→ Selected excerpt
((
For years, the school – which charged $2,800 per month for tuition – was also accused of forcing children into slave labor on the school's grounds and in the surrounding community.
In a class action lawsuit filed in 2003, former student Morgan Stuble claimed he didn't attend classes at the academy and instead was forced to work cleaning the school grounds, maintaining lawns, and doing construction work in private homes and a nearby farm.
Former Bethel cadets Allen Knoll and Dave Bowsher both told The U.S. Sun they, too, were subject to forced labor in the late-to-mid 1990s.
"I paved streets, I sanded a rusty dump truck for them, all while my parents were paying them thousands of dollars a month," said Bowsher, who claimed the labor was unpaid.
"They would put us on roofs and contract us out to farmers, picking pecans, building houses, paving roads and driveways, and charge those people while turning a profit."
In lawsuits, other students complained of being forced to work as overnight security for the school, catching any would-be runaways, among assuming other job roles without pay.
Life inside Bethel was brutal and at times terrifying, Bowsher and Knoll both said.
Daniel Edwards, who enrolled in Bethel in 1997 as a 14-year-old, agreed.
When cadets weren't forced to carry out exhausting physical exercises, or instructed to work without pay, they were allegedly being terrorized by staff and encouraged to physically assault one another.
))
→ Tasks
1: According to the excerpt about the Bethel school, how much did it charge per month for tuition?
2: Pick up the account of the Bethel school after its last sentence and keep it going.

→ Extracted records
((
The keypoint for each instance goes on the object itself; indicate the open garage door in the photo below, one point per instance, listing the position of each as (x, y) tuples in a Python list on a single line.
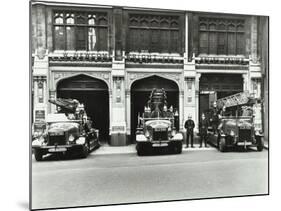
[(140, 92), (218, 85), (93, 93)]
))
((
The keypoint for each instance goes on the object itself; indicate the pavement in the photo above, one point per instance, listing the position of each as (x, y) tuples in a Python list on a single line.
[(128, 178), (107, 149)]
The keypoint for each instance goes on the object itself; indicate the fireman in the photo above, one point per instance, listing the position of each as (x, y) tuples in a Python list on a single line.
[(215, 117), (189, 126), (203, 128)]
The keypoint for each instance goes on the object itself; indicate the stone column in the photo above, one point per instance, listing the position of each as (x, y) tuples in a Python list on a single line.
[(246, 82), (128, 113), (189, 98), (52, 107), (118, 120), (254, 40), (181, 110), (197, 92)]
))
→ Written answers
1: $2,800 per month.

2:
The litany of allegations included beatings, locking kids nearly naked in isolation rooms, depriving them of food, sleep, water, and bathroom privileges, and training dogs to bite them in the crotch.
He also told the allegations laid out in the suit were "hogwash."
CLEARING THE AIR
In 2018, the pair began crowdfunding for a documentary about Bethel, which was eventually picked up by HBO.
The three-part documentary, Teen Torture Inc., aired on the streaming platform earlier this month, chronicling dozens of accounts of abuse at Bethel Boys Academy and other troubled teen facilities like it nationwide.
It follows on from Paris Hilton's 2020 documentary, This is Paris, in which she detailed allegations of abuse during her time at Provo Canyon, a Utah-based troubled teen boarding school.
In March of this year, Netflix also released its immensely popular docuseries, The Program: Cons, Cults and Kidnapping, chronicling allegations of abuse at New York's since-shuttered troubled teen school, Academy at Ivy Ridge.
Knoll and Bowsher said they hope their series helps to bring sweeping reform to the troubled teen industry to help protect future generations of children from being exposed to the same horrors they witnessed and endured.
"I don't have a time machine, so I can't change what we went through, I have to deal with it," said Knoll.
"But what we can do is make a difference with political change."
The two men say they also hope the docuseries brings peace and relief to others like them who suffered for years in silence.
Bowsher shared, "The biggest validating thing we've had in this whole process is to see these people that haven't been believed for so long and have had so much trauma in their lives finally get love and validation from the people they love and from those that once didn't believe them.
"It's great to have the truth come out and come together as a large voice to be heard and to be validated as a whole, that what we went through was real and we're not liars.
"Because often that's the narrative that gets spun, that when these kids get out and try to share what happened to them, they are called liars because they're 'bad kids' and 'troublemakers'.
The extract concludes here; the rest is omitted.